[Extracted records]
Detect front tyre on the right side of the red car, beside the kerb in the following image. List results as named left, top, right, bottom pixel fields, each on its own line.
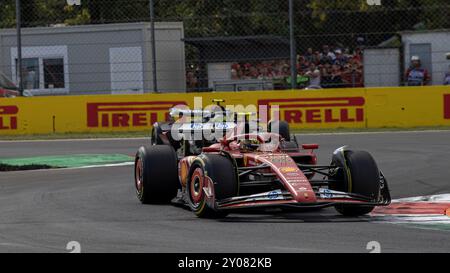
left=330, top=151, right=380, bottom=216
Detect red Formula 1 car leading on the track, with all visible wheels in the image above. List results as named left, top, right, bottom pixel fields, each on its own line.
left=135, top=123, right=391, bottom=218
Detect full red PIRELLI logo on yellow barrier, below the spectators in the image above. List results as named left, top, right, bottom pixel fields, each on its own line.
left=258, top=97, right=366, bottom=125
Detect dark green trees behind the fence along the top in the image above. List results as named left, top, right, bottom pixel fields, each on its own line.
left=0, top=0, right=450, bottom=40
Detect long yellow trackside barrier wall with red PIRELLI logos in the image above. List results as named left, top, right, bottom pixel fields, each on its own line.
left=0, top=86, right=450, bottom=135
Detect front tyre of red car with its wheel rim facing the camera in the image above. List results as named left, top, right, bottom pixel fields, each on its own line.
left=186, top=154, right=239, bottom=218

■ EXERCISE OBJECTIVE: Starting at the line with "Detect full red", restate each line through the end of the records, both ends included, and stop there.

■ RESPONSE AREA:
Detect full red PIRELLI logo on yellow barrier, below the spectators in the image above. List results as named left, top, right, bottom pixel fields, each on its own line.
left=258, top=97, right=366, bottom=125
Detect dark green trees behind the fence along the top in the image above. List results as named left, top, right, bottom pixel fields, each on its own line.
left=0, top=0, right=450, bottom=40
Detect long yellow trackside barrier wall with red PIRELLI logos in the image above. List results as named left, top, right, bottom pixel fields, each on its own line.
left=0, top=86, right=450, bottom=135
Detect front tyre of red car with its wheel rim facing the camera in the image above. List results as named left, top, right, bottom pixel fields, each on its own line.
left=186, top=154, right=239, bottom=218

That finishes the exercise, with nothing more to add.